Rediscovering Utah's Desert Magic

Rediscovering Utah's Desert Magic

The red rock and dry climate of Southern Utah never interested me as a kid. My family always headed south in the summers, to places like Moab, Phoenix and Las Vegas, and they quickly became too familiar to spark interest.

Luckily time usually allows for a shift in perspective.

A weekend getaway full of hiking, exploring in search of Butch Cassidy’s hideout, Robber’s Roost, wine tasting and a wedding in Arches National Park, reminded me that Moab really is a Utah state gem.

Moab is everything you could hope for in a thriving, yet remote, desert city. From shops full of locally crafted goods to close proximity to three national parks and some of the most beautiful hiking and biking trails out there, this area is a bucket list destination.

Day 1: Off-Roading in the Desert Between Canyonlands National Park and Capitol Reef National Park

I left my home in Ogden early in the morning, planning ahead for plenty of time to look for Robber’s Roost. The nostalgia was already setting in as I passed places from my past along the way. After being in Oregon for 8 years, the drive felt new to me.

In total, it took about 4 hours and 45 minutes to get to my first stop in Southern Utah - Hanksville.

Hanksville is a small town with a population just shy of 300. The gas station I stop at is set inside of a big red rock wall. Everywhere I look deep red, soft browns, blue sky and splashes of green foliage dominate the landscape. The red dirt settles in a thin film on my skin as I step out of the jeep to expose myself for the first time to the dry heat.

Inside the gas station, I look around at the cavernous interior, flipping through books about sage moon rituals and the history of the wild west, while my husband, Mike, asks the woman running the cash register for directions to Robber's Roost. She says she doesn't know what we mean, sells us a $12 map of Capitol Reef and sends us on our way.

## Given information
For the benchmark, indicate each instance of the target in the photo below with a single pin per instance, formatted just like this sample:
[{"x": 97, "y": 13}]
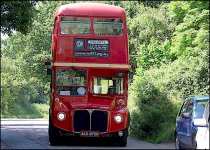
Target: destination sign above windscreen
[{"x": 101, "y": 45}]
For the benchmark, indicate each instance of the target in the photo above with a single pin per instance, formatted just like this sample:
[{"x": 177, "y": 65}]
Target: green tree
[{"x": 17, "y": 16}]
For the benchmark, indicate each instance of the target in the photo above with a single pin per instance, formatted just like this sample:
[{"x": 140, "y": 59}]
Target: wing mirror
[
  {"x": 200, "y": 122},
  {"x": 48, "y": 64},
  {"x": 186, "y": 115}
]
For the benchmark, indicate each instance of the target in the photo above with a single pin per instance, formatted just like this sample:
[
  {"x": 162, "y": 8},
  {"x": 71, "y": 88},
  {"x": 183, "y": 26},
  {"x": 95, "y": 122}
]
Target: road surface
[{"x": 32, "y": 134}]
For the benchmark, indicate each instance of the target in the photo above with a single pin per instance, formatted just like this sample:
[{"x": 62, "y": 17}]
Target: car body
[{"x": 192, "y": 123}]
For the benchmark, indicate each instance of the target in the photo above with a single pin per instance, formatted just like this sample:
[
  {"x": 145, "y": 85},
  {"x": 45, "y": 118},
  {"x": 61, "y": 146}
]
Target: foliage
[
  {"x": 23, "y": 77},
  {"x": 172, "y": 52},
  {"x": 170, "y": 42},
  {"x": 14, "y": 17},
  {"x": 160, "y": 91}
]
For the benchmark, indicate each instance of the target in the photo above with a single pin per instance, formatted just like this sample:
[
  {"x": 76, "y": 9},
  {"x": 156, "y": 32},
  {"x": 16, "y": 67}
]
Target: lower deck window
[{"x": 71, "y": 82}]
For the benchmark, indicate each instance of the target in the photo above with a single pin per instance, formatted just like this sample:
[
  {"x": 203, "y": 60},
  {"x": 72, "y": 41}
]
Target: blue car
[{"x": 191, "y": 112}]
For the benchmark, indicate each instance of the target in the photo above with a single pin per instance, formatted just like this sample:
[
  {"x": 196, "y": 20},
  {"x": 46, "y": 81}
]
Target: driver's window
[{"x": 70, "y": 82}]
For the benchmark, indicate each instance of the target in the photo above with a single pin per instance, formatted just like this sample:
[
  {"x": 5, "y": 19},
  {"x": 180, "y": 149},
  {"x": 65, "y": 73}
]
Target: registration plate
[{"x": 89, "y": 134}]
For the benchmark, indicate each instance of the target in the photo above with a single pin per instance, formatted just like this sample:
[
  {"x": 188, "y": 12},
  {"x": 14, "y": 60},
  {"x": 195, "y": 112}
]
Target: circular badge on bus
[
  {"x": 79, "y": 44},
  {"x": 81, "y": 91}
]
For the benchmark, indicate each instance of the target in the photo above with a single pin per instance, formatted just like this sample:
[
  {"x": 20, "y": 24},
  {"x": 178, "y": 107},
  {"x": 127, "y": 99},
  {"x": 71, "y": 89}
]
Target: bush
[{"x": 156, "y": 95}]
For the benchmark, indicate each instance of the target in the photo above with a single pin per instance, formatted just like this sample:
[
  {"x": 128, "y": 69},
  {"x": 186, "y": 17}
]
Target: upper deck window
[
  {"x": 107, "y": 26},
  {"x": 108, "y": 85},
  {"x": 75, "y": 25}
]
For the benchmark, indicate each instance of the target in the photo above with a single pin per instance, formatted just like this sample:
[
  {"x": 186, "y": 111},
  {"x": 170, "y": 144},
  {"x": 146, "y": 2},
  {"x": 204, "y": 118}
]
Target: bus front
[{"x": 89, "y": 73}]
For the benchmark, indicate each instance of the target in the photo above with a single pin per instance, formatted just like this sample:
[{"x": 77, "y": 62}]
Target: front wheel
[
  {"x": 122, "y": 141},
  {"x": 53, "y": 133}
]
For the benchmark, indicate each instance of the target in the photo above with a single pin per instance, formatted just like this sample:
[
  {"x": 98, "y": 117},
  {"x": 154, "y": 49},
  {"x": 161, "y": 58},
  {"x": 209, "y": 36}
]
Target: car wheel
[
  {"x": 122, "y": 141},
  {"x": 177, "y": 143},
  {"x": 53, "y": 133}
]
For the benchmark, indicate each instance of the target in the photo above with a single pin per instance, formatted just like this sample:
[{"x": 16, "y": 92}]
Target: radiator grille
[
  {"x": 81, "y": 120},
  {"x": 94, "y": 121}
]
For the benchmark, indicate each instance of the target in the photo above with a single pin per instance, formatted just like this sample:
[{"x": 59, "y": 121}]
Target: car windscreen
[{"x": 200, "y": 108}]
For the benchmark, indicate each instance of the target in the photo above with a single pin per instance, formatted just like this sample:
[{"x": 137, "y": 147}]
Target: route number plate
[{"x": 89, "y": 134}]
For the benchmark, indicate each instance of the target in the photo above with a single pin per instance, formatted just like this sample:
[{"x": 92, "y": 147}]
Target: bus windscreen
[{"x": 75, "y": 25}]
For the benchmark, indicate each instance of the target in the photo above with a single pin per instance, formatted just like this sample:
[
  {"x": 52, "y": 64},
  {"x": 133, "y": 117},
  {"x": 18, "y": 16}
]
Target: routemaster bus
[{"x": 89, "y": 73}]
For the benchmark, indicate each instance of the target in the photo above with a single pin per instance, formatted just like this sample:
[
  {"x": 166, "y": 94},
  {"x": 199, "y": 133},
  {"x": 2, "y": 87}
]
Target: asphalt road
[{"x": 32, "y": 134}]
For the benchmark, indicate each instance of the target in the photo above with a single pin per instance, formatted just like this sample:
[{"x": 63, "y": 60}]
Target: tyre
[
  {"x": 177, "y": 143},
  {"x": 53, "y": 133},
  {"x": 122, "y": 141}
]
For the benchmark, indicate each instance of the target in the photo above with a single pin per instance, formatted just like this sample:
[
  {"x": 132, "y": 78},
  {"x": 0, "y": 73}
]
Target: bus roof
[{"x": 90, "y": 9}]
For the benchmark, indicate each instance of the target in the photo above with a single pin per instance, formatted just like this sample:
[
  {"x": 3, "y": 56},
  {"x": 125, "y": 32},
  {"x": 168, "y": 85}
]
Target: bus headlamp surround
[
  {"x": 61, "y": 116},
  {"x": 118, "y": 118}
]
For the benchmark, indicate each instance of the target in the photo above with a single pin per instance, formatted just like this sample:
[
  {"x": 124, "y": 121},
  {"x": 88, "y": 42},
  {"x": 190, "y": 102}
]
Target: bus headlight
[
  {"x": 61, "y": 116},
  {"x": 118, "y": 118}
]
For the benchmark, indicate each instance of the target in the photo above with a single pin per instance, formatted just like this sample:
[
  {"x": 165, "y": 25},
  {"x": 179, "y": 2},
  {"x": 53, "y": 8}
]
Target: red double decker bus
[{"x": 89, "y": 73}]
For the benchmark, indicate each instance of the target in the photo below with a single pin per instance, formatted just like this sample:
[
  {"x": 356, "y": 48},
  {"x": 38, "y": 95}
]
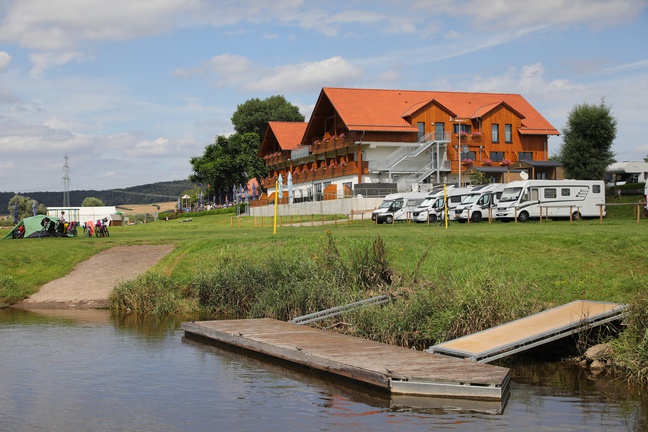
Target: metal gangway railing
[
  {"x": 339, "y": 310},
  {"x": 411, "y": 150}
]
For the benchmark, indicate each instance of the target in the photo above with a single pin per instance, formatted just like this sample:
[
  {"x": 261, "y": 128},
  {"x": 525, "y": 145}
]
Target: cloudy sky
[{"x": 130, "y": 90}]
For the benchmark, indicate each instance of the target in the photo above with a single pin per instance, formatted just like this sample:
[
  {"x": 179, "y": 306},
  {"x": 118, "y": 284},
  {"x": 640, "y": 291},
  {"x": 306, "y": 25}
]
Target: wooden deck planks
[
  {"x": 533, "y": 327},
  {"x": 373, "y": 363}
]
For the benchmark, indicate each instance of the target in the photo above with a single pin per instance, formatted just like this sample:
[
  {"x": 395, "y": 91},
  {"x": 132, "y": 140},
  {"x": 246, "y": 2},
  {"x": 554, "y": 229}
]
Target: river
[{"x": 85, "y": 370}]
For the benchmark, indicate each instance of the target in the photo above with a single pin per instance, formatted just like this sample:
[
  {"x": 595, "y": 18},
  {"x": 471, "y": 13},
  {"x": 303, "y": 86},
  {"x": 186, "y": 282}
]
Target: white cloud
[
  {"x": 331, "y": 72},
  {"x": 512, "y": 14},
  {"x": 226, "y": 68},
  {"x": 64, "y": 24},
  {"x": 5, "y": 59},
  {"x": 46, "y": 60},
  {"x": 148, "y": 148}
]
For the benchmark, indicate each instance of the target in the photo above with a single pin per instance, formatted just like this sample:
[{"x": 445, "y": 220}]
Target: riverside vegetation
[{"x": 443, "y": 283}]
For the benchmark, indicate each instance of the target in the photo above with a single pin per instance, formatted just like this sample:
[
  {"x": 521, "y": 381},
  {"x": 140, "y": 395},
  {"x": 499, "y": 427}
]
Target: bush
[
  {"x": 9, "y": 292},
  {"x": 631, "y": 348},
  {"x": 153, "y": 294}
]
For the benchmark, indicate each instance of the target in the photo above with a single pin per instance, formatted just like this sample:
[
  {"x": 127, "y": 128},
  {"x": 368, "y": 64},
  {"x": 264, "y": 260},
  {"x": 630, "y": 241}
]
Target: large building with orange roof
[{"x": 404, "y": 137}]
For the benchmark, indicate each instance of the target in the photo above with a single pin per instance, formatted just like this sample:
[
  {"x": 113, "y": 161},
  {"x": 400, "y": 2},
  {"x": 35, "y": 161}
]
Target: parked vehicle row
[{"x": 521, "y": 200}]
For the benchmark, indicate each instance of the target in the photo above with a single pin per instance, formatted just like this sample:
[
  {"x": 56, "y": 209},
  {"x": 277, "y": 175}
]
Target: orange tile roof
[
  {"x": 288, "y": 134},
  {"x": 384, "y": 110}
]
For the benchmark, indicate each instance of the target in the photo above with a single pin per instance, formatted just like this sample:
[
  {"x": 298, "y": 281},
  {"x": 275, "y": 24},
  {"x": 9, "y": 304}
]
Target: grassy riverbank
[{"x": 443, "y": 282}]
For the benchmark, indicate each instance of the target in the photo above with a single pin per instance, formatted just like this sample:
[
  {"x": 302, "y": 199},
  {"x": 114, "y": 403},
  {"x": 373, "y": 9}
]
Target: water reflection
[{"x": 87, "y": 370}]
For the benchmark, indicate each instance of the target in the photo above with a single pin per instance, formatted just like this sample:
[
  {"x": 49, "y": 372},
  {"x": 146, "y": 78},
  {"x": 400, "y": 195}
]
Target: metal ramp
[{"x": 534, "y": 330}]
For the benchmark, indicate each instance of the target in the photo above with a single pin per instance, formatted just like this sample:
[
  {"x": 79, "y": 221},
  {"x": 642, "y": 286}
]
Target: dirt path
[{"x": 91, "y": 281}]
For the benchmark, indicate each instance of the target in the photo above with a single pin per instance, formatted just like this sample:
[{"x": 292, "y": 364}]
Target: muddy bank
[{"x": 90, "y": 282}]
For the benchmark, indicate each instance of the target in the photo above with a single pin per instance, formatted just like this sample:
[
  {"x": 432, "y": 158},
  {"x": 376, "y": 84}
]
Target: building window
[
  {"x": 497, "y": 156},
  {"x": 469, "y": 155},
  {"x": 456, "y": 127},
  {"x": 495, "y": 132},
  {"x": 421, "y": 128},
  {"x": 508, "y": 133}
]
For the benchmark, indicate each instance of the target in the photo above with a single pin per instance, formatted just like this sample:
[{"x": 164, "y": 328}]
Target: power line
[{"x": 66, "y": 183}]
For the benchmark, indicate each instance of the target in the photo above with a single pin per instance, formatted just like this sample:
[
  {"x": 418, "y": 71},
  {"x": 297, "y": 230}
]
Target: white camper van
[
  {"x": 476, "y": 205},
  {"x": 556, "y": 198},
  {"x": 425, "y": 211},
  {"x": 436, "y": 211},
  {"x": 397, "y": 207}
]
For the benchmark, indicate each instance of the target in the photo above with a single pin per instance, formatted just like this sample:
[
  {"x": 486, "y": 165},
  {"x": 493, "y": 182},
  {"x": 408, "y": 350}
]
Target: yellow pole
[
  {"x": 445, "y": 204},
  {"x": 274, "y": 231}
]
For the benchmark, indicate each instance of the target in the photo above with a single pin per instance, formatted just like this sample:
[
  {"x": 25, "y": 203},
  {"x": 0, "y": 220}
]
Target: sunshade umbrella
[{"x": 289, "y": 187}]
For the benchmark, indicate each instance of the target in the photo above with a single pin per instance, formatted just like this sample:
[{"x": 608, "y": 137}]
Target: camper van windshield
[
  {"x": 469, "y": 199},
  {"x": 510, "y": 194},
  {"x": 427, "y": 202}
]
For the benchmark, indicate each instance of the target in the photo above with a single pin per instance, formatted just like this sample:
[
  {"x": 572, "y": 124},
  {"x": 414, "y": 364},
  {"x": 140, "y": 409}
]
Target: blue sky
[{"x": 130, "y": 90}]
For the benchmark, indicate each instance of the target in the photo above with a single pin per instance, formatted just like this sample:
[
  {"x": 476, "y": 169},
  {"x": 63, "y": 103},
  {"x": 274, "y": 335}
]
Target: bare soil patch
[{"x": 91, "y": 281}]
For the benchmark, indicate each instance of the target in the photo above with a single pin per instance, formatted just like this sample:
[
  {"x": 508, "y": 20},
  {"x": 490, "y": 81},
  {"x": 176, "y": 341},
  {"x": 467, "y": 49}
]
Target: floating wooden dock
[
  {"x": 394, "y": 369},
  {"x": 532, "y": 331}
]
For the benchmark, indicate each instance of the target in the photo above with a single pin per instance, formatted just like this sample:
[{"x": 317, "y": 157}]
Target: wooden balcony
[
  {"x": 321, "y": 174},
  {"x": 331, "y": 144}
]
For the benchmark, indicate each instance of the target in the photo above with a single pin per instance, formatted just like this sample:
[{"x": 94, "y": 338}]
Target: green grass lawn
[{"x": 554, "y": 262}]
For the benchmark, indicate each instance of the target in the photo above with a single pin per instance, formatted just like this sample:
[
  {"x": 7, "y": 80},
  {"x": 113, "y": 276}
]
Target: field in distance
[{"x": 133, "y": 209}]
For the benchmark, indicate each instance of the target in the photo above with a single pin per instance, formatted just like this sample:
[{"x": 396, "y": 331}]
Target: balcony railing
[{"x": 322, "y": 173}]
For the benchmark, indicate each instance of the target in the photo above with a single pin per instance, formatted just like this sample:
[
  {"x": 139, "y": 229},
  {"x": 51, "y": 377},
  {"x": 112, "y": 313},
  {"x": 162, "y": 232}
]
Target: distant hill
[{"x": 144, "y": 194}]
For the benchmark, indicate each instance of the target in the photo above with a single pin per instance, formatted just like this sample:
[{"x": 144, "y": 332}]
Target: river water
[{"x": 89, "y": 371}]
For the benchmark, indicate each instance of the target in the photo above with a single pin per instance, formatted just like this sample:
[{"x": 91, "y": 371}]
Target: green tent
[{"x": 32, "y": 226}]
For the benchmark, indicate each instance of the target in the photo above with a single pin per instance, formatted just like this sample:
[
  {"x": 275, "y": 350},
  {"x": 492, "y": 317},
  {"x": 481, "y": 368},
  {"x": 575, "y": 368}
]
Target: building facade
[{"x": 412, "y": 139}]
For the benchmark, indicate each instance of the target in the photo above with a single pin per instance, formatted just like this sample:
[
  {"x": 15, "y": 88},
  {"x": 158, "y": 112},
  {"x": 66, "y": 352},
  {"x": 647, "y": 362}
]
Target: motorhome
[
  {"x": 424, "y": 213},
  {"x": 526, "y": 199},
  {"x": 477, "y": 204},
  {"x": 436, "y": 211},
  {"x": 398, "y": 207},
  {"x": 620, "y": 173}
]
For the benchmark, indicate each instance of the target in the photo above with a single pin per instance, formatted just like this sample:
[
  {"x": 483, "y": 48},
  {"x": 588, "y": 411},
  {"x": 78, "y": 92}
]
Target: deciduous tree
[
  {"x": 588, "y": 137},
  {"x": 233, "y": 161}
]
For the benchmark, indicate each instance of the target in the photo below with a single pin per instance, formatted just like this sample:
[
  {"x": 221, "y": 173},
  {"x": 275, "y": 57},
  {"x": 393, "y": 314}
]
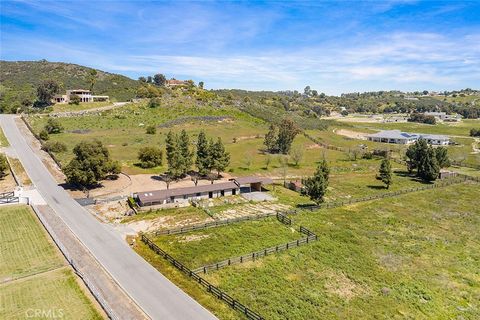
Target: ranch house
[{"x": 216, "y": 190}]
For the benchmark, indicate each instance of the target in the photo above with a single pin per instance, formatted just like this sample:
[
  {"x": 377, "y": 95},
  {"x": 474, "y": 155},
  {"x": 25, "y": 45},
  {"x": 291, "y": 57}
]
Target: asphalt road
[{"x": 155, "y": 295}]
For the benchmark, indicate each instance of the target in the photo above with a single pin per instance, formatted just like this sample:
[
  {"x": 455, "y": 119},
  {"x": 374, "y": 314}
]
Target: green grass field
[
  {"x": 414, "y": 256},
  {"x": 33, "y": 274},
  {"x": 64, "y": 107},
  {"x": 202, "y": 247}
]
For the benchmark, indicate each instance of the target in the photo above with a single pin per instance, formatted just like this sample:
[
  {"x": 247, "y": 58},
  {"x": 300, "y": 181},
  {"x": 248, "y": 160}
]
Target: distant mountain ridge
[{"x": 19, "y": 80}]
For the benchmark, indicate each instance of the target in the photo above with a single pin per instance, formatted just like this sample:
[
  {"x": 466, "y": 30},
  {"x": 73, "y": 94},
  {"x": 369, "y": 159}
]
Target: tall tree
[
  {"x": 385, "y": 172},
  {"x": 174, "y": 156},
  {"x": 203, "y": 159},
  {"x": 441, "y": 154},
  {"x": 90, "y": 164},
  {"x": 187, "y": 155},
  {"x": 46, "y": 91},
  {"x": 92, "y": 78},
  {"x": 3, "y": 165},
  {"x": 286, "y": 133},
  {"x": 159, "y": 79},
  {"x": 270, "y": 140},
  {"x": 316, "y": 187},
  {"x": 221, "y": 158}
]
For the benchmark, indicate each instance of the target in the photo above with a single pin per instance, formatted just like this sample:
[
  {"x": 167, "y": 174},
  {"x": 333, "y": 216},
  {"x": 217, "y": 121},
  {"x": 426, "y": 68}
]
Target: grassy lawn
[
  {"x": 3, "y": 139},
  {"x": 415, "y": 256},
  {"x": 26, "y": 249},
  {"x": 207, "y": 246},
  {"x": 65, "y": 107},
  {"x": 33, "y": 274},
  {"x": 56, "y": 291}
]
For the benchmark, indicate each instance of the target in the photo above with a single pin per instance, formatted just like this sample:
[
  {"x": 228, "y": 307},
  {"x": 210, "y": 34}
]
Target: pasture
[
  {"x": 33, "y": 273},
  {"x": 411, "y": 256}
]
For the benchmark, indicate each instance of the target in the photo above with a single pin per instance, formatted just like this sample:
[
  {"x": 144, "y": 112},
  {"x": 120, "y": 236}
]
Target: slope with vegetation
[{"x": 19, "y": 81}]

## What you need to do
Condense the paragraph of the Utah desert text that begins "Moab is everything you could hope for" into one shorter sentence that keeps its main facts.

## Reply to the task
Moab is a thriving yet remote desert city with shops of locally crafted goods, three national parks close by, and beautiful hiking and biking trails, which make it a bucket list destination.